### Task prompt
In the entries below, find the line with "the large building." and the line with "low left wing.". Return those two lines and all lines between them, exactly.

### Source records
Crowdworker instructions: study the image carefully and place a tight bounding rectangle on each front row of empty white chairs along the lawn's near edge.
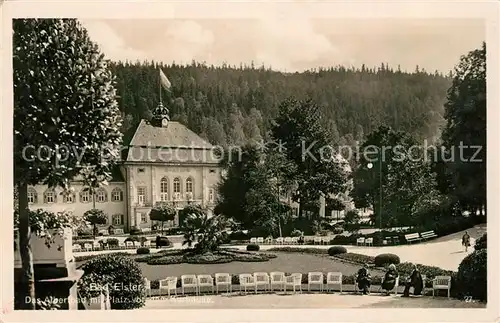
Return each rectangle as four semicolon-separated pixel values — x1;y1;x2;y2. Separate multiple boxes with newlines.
144;271;342;296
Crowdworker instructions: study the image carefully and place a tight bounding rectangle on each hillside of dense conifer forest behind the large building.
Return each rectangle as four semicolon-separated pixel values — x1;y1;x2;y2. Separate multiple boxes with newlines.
112;62;451;145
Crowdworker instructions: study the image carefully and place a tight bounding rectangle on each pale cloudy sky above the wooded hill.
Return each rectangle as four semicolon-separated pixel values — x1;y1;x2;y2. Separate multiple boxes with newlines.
81;18;485;73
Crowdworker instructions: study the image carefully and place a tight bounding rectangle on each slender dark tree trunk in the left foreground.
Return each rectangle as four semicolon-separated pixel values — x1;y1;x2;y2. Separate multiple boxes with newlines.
19;183;36;310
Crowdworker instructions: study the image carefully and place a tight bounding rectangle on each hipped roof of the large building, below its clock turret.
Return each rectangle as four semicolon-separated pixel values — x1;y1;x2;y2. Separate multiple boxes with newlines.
126;120;217;163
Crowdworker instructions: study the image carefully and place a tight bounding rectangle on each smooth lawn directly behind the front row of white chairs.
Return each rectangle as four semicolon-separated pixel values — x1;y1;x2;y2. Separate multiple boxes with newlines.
135;252;383;280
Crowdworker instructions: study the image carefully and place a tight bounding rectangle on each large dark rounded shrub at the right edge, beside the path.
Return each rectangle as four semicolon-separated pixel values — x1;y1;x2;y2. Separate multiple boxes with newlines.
457;249;488;301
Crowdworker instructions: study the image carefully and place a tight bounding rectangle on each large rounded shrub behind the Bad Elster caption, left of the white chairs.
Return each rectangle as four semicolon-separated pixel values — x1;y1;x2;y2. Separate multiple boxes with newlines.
78;255;146;309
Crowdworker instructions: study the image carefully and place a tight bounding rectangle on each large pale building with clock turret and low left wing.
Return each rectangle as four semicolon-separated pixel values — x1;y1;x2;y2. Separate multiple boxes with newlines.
28;104;222;231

### Response to the task
Crowdworker instructions: study the image carefully and place a tight bounding rectangle on each hillside of dense conifer forest behind the large building.
Return each rectangle as four semicolon-separated pixel values — x1;y1;x2;y2. Separate multiple boxes with newlines.
112;62;451;145
Crowdworker instructions: study the image carefully and place a tight bounding rectangle on each pale cloudy sky above the wooded hill.
Return each rectangle as four semicolon-separated pixel values — x1;y1;x2;y2. Separate multiple boxes with newlines.
81;18;485;73
Crowdworker instructions: study the image carefully and place a tight bounding rectangle on each slender dark tree trunk in the left foreground.
Return each rectangle as four semicolon-separated pixel values — x1;y1;x2;y2. Separate multiple boxes with newlines.
19;183;36;310
Crowdworker instructions: study the image carefully and place a tight bounding rectangle on each hipped roof of the large building, below its clock turret.
Return each rectangle as four semicolon-separated pixel values — x1;y1;x2;y2. Separate multiple boxes with newlines.
126;120;217;163
Crowdworker instructions: study the image carefully and place a tight bounding rectangle on each smooth lawn directly behind the front row of white chairs.
Return each rectangle as four semicolon-separated pixel values — x1;y1;x2;y2. Separate multiple boxes with newlines.
135;252;383;280
Crowdworker instructions: study the image carefully and place a tight bounding rectangle on each large dark rounded shrub at the right edge, beside the path.
Return each rectangle as four semicolon-separated pixel values — x1;y1;x2;y2. Separate multiple boxes with newlines.
457;249;488;301
Crowdworker instructions: study the image carefully and place a tight bounding rectangle on each large rounded shrub behind the Bad Elster caption, left of the white chairs.
Return each rectangle as four semicolon-separated pixel values — x1;y1;x2;y2. Separate multiple boxes with newlines.
78;255;146;309
Crowdworker instructions: study the image carefully and place a tight bounding rectangle on each large pale building with clock turret and low left wing.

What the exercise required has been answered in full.